**EXERCISE GOAL**
Reproduce the entries exactly as they appear below.
RECORD EXCERPTS: Begin
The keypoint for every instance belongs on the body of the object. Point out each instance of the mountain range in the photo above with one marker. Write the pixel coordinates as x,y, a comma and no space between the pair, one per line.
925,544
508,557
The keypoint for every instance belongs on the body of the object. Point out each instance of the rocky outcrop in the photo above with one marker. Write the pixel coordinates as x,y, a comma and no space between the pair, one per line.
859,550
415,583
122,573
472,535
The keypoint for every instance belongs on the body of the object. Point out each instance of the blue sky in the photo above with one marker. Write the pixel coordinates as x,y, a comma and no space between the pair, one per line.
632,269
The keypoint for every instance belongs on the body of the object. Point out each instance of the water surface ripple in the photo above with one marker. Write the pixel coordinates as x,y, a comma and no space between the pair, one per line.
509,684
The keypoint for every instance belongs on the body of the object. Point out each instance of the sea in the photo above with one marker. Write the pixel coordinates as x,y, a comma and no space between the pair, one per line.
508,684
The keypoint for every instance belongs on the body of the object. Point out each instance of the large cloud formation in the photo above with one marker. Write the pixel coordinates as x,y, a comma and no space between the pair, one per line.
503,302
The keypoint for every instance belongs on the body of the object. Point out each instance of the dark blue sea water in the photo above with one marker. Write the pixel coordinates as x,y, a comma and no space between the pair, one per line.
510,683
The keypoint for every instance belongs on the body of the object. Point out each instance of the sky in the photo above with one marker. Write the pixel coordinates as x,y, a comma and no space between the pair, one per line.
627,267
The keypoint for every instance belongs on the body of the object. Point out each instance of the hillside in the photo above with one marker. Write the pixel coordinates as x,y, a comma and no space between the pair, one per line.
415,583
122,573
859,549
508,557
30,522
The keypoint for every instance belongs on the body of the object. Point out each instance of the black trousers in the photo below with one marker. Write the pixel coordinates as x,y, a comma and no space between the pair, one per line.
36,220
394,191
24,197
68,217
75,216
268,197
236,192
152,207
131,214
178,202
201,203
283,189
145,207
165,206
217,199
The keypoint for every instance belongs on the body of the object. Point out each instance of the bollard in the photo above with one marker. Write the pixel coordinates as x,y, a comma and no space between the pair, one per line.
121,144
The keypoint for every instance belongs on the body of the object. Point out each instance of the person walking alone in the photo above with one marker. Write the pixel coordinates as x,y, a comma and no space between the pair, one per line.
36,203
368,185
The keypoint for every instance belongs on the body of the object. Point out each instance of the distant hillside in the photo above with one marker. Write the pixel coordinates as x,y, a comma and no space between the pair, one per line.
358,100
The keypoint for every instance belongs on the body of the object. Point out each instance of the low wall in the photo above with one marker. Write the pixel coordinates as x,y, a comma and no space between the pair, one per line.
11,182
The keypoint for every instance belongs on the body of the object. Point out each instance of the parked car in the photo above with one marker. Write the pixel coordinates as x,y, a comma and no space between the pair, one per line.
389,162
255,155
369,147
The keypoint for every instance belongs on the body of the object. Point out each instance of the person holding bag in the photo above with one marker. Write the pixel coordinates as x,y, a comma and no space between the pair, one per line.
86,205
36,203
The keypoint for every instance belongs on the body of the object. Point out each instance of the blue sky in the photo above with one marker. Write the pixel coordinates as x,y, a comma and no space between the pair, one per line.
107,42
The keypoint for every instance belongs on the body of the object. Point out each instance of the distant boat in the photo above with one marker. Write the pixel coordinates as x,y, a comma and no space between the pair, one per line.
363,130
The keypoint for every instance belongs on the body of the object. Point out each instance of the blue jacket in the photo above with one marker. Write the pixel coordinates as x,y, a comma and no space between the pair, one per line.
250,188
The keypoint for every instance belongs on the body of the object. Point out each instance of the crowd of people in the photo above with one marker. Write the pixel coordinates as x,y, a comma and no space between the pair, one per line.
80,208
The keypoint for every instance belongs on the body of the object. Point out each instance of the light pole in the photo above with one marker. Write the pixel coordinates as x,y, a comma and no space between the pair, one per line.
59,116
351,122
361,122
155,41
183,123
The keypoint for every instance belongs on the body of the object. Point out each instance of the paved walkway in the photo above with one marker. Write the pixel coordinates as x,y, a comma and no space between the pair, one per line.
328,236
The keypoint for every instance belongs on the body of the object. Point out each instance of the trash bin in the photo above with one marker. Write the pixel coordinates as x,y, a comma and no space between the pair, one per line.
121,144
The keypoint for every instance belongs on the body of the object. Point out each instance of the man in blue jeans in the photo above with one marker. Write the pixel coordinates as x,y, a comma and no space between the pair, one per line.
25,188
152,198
RECORD EXCERPTS: End
**EXERCISE SOLUTION**
The keypoint for every instance belongs on the body of the object. Point out each instance of the mountain range in the photo above with one marker. Write the pixel coordinates as x,y, a comma and no space between the pair, one per line.
925,544
508,557
The keypoint for every instance belongs on the body of the object. Point out each instance of the rocky outcrop in the photo above with one marker. Write the pixel coordinates as x,y, a comma and no space between the pair, one per line.
859,550
415,583
122,573
472,535
The keypoint for every instance belongs on the body of the object. Point out each instance of the blue sky in the photo above with one marker. Write the pixel coordinates as x,y, a comma and no space between the pair, one per line.
632,269
The keypoint for every instance belongs on the body of the object. Point out each instance of the water surface ripple in the photo above with one marker. Write the pixel coordinates as x,y, a comma and no space between the pair, one per line.
509,684
The keypoint for every instance belongs on the body of the object. Point out each instance of the sea in the photo above with one marker. Write the pixel coordinates as x,y, a comma and no space between the pair, one per line.
508,684
The keypoint for every instance belongs on the body of the object. Point out each instance of the large cloud formation in the photo above with one marker. Write the pixel coordinates as x,y, a comma and no space between the pair, one per line.
503,302
The keypoint for every instance belongs on the body of the object. Point out each instance of the dark blue sea water in the photo above with one marker. Write the pixel coordinates as x,y, a comma and no space between the pair, one per line.
510,683
The keypoint for every instance belongs on the body of the object. Point out each instance of the sky in the photo above with one marker. Write the pixel coordinates as x,y, a comma and no space between the pair, one per line.
627,267
The keypoint for every instance belongs on the body of the object. Point out each instance of the hillside in the photo above with one marker. Write the pixel coordinates as x,y, a comma and no space between the pair, one per line.
415,583
122,573
859,549
508,557
30,522
The keypoint for every instance belongs on the body of the object. Point out each instance of the black trousers in the photo below with one marker. Write the pixel coordinates as x,y, a comma and no space between the pair, one per line.
36,220
394,191
24,197
68,217
75,216
268,197
236,192
152,207
131,214
178,202
201,203
283,189
145,207
165,206
217,199
The keypoint for every instance belongs on the body of the object. Point out each instance of the bollard in the photo above with one marker. Write the pixel coordinates as x,y, a comma and no space between the pair, one per line.
121,144
The keypoint for every instance belongs on the body of the object. Point out each instance of the person walking alone in the photo above with one marker. Write the pixel coordinates as x,y, a comma and no space between the pair, one per line.
36,203
368,185
The keypoint for every instance belongs on the body of the object. Point out each instance of the distant hillside in the photo above with one marker. Write the pixel coordinates as x,y, a comma and no space between the pair, one per line.
358,100
The keypoint for every instance belongs on the body of the object. Point out each instance of the low wall in the photo above with one marker. Write the pixel coordinates as x,y, a comma and no space between the pair, one per line.
11,182
The keypoint for every instance belongs on the body of the object. Point out each instance of the parked car in the photo above with one marker. Write the pixel coordinates as x,y, a comma and no space between the pair, one per line.
389,162
255,155
369,147
The keypoint for every instance belongs on the body of the object. Point out each instance of the person holding bag in the photo above with one marker. Write the pixel coordinates as x,y, a comma and no space between the pair, one per line.
86,205
36,203
The keypoint for every instance belongs on the body of the object. Point out each instance of the blue sky in the photo above with one marker. Write the pixel coordinates as x,y, a comma and no space between the pair, one per line.
107,42
The keypoint for every instance belongs on the body of the object. Point out each instance of the distant boat in the photo above with one marker. Write the pixel coordinates as x,y, a comma and no space between the pair, one per line.
363,130
The keypoint for every instance belongs on the body of the object. Point out each instance of the blue jacket in the photo above with one marker. Write the pixel coordinates as x,y, a comma and no space between the pair, one per line.
250,188
The keypoint for every instance belongs on the body of the object. Point out each instance of the crowd of people in the photo above with one marker. Write the pixel coordinates as x,y, a comma and no space between the pair, one per line.
80,208
The keypoint for every instance belongs on the body of the object. Point out each instance of the light pole in the photo above with one marker. Write the pixel coordinates as x,y, a comma and no space between the pair, one per line.
59,116
351,122
361,122
155,41
183,123
The keypoint for every instance belongs on the body of the object. Point out each instance of the paved walkway in the photo above with one marker. Write the pixel coordinates as x,y, a comma and no space between the pair, one per line.
328,236
The keypoint for every instance belongs on the body of the object. Point out each instance of the trash bin in the photo above with one marker. Write the pixel coordinates as x,y, a comma and no space between the pair, one per line.
121,144
The keypoint for every instance belongs on the body of the object. Point out each instance of the man in blue jeans in the photo above with one marker. Write the pixel coordinates as x,y, a comma and no space between the pair, one per line.
25,188
152,198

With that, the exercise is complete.